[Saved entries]
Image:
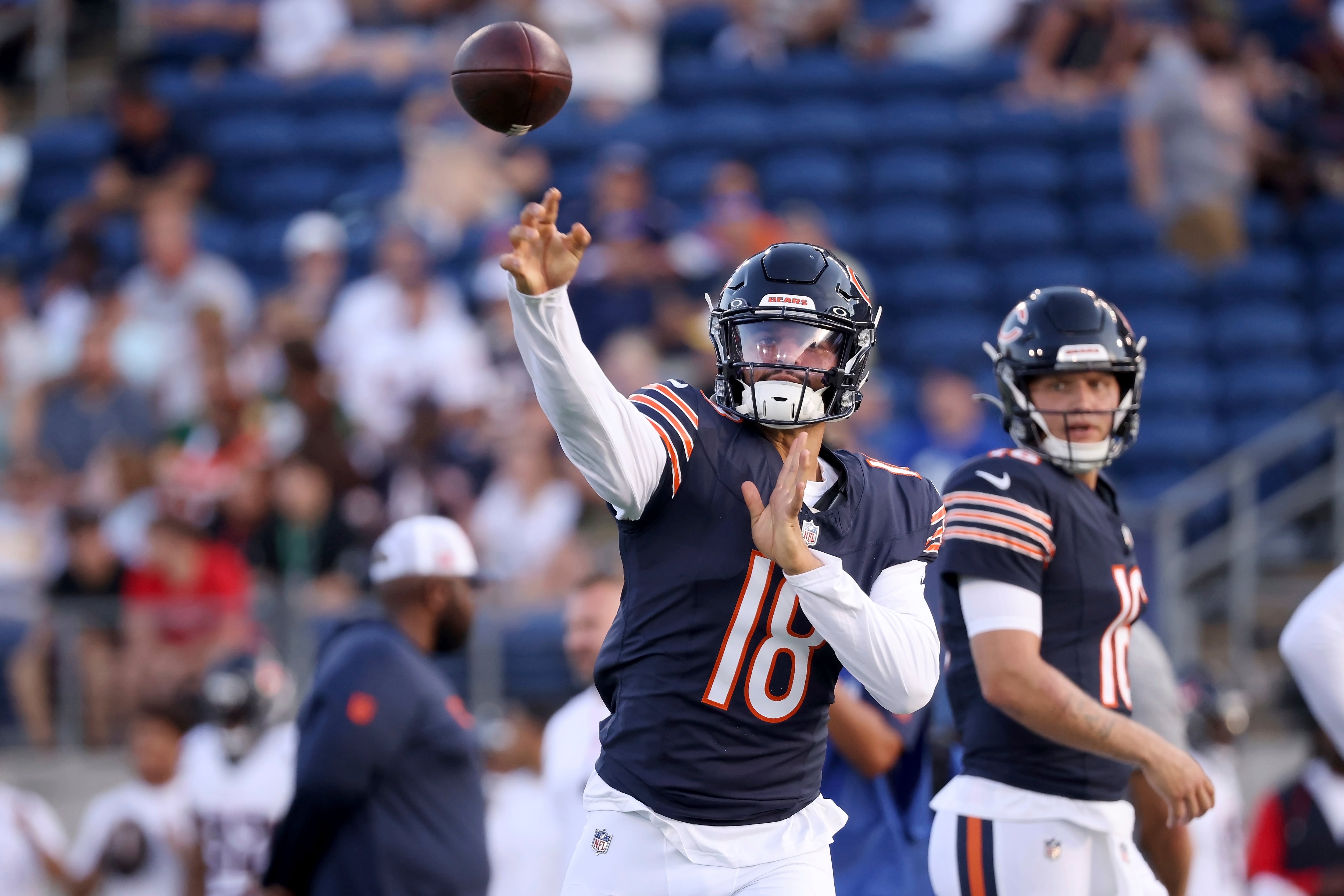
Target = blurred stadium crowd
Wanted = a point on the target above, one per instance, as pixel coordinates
(252, 312)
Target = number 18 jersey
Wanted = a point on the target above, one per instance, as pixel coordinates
(718, 686)
(1015, 519)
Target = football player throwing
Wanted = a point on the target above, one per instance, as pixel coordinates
(757, 562)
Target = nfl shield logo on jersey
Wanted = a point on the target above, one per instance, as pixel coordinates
(810, 532)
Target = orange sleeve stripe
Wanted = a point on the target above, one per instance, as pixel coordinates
(995, 502)
(677, 463)
(677, 400)
(892, 468)
(670, 417)
(1007, 523)
(967, 534)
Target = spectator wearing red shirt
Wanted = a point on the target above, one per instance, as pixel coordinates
(1297, 841)
(185, 609)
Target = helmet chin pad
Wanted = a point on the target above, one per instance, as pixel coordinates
(775, 404)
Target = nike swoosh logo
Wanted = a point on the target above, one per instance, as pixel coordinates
(1000, 483)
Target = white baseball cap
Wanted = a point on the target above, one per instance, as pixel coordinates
(429, 546)
(315, 232)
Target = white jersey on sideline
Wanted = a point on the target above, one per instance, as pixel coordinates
(21, 866)
(237, 805)
(570, 749)
(165, 817)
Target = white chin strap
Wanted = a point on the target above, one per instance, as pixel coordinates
(1076, 457)
(775, 404)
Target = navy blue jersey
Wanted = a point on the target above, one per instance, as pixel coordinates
(1014, 519)
(720, 687)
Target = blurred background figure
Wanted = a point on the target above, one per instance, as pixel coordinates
(186, 608)
(570, 746)
(527, 850)
(1080, 52)
(1217, 719)
(30, 837)
(238, 773)
(1191, 136)
(132, 837)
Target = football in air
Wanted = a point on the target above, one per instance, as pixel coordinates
(511, 77)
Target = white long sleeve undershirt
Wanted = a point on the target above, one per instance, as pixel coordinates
(889, 641)
(1311, 649)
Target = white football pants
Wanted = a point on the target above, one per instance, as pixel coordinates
(640, 862)
(979, 858)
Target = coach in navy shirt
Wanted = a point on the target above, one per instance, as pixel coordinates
(388, 798)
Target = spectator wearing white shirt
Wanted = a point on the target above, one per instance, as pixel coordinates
(30, 833)
(612, 45)
(132, 837)
(401, 335)
(570, 746)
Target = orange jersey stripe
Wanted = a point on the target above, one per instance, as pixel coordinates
(670, 417)
(994, 500)
(677, 400)
(1005, 522)
(967, 534)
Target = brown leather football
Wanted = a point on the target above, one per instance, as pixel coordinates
(511, 77)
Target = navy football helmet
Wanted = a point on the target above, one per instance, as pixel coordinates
(1062, 330)
(793, 334)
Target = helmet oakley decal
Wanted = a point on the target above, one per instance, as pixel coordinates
(1081, 354)
(784, 300)
(1013, 334)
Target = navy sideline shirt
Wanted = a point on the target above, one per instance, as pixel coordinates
(388, 798)
(1013, 518)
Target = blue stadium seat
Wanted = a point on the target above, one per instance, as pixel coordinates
(1284, 385)
(1330, 275)
(1011, 230)
(914, 230)
(69, 143)
(1178, 387)
(353, 92)
(808, 174)
(916, 123)
(1272, 273)
(943, 340)
(1117, 228)
(815, 74)
(287, 190)
(941, 285)
(1260, 331)
(1267, 222)
(376, 182)
(685, 178)
(1177, 440)
(1330, 330)
(914, 174)
(1026, 275)
(1101, 174)
(1143, 279)
(991, 124)
(822, 123)
(220, 236)
(261, 138)
(732, 127)
(353, 138)
(1018, 172)
(1175, 331)
(1323, 224)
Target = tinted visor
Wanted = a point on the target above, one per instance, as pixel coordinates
(787, 343)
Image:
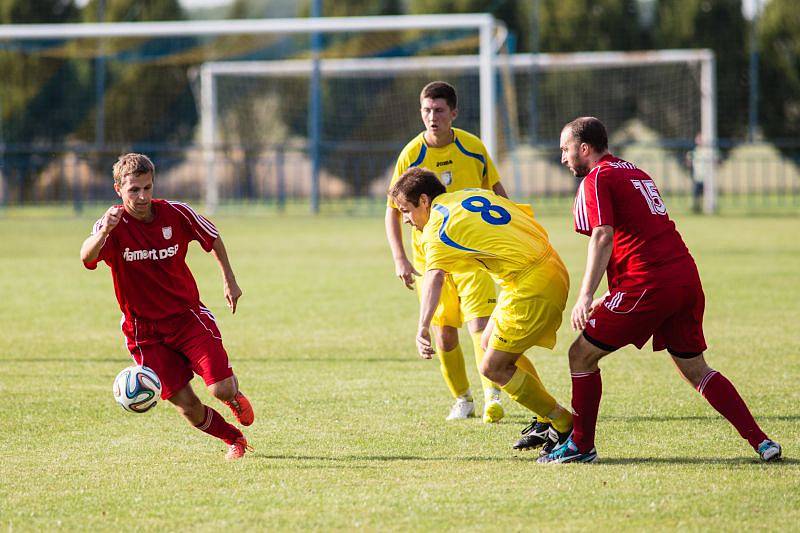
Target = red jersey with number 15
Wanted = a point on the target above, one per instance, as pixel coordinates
(148, 260)
(648, 250)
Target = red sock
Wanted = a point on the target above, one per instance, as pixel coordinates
(587, 388)
(215, 425)
(723, 397)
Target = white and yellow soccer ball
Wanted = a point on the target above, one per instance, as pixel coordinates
(137, 389)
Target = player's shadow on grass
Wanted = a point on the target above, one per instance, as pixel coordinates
(61, 360)
(733, 461)
(687, 418)
(348, 360)
(379, 458)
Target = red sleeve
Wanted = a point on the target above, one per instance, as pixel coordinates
(105, 252)
(200, 228)
(593, 206)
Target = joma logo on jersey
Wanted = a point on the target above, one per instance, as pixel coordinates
(141, 255)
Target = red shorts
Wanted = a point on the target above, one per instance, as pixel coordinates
(673, 316)
(178, 347)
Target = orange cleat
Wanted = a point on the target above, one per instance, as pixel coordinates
(242, 409)
(238, 449)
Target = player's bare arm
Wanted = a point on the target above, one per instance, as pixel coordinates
(431, 292)
(499, 190)
(394, 233)
(230, 286)
(601, 244)
(91, 247)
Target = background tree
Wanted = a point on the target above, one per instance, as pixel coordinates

■ TASK INSTRUCTIONS
Pictures aside, return exactly the lines from the data above, starting at the line that has "Target = coach in navy shirt" and ending at the line that has "Target = red jersey with number 15", both included.

■ EXERCISE OUTPUT
Target = coach in navy shirt
Wanted = a point on the target above, one per instance, as pixel coordinates
(388, 798)
Target = spectator wearing white shirt
Wanted = a point on the target above, one per instance, as pixel coordinates
(30, 833)
(612, 45)
(132, 837)
(401, 335)
(570, 746)
Target = orange jersey stripe
Wanted = a point on the target above, one per instance, as pixel coordinates
(670, 417)
(994, 500)
(677, 400)
(1005, 522)
(967, 534)
Target = brown leather football
Wanted = a point on the target above, one per instance, as pixel coordinates
(511, 77)
Target = navy football helmet
Wanted = a point on the target above, one per instance, as pixel coordinates
(1062, 330)
(793, 334)
Target = helmet oakley decal
Wanted = a point on the target above, one per instance, as pixel coordinates
(1081, 354)
(784, 300)
(1013, 334)
Target = navy sideline shirt
Wanted = a point on the target above, one per instance, as pixel coordinates
(388, 798)
(1013, 518)
Target = blue stadium seat
Wanted = a point on the target above, one per instance, as pixel coordinates
(1284, 385)
(1330, 275)
(1011, 230)
(914, 230)
(69, 143)
(1178, 387)
(353, 92)
(808, 174)
(916, 123)
(1272, 273)
(943, 340)
(1117, 228)
(815, 74)
(287, 190)
(941, 285)
(1260, 331)
(1267, 222)
(376, 182)
(685, 178)
(1177, 440)
(1330, 330)
(914, 174)
(1026, 275)
(1101, 174)
(1143, 279)
(991, 124)
(822, 123)
(220, 236)
(261, 138)
(732, 127)
(353, 138)
(1018, 172)
(1175, 331)
(1323, 224)
Target = tinted visor
Wanted = a point on the target above, one per instance, as pixel coordinates
(787, 343)
Image:
Target = red jersey with number 15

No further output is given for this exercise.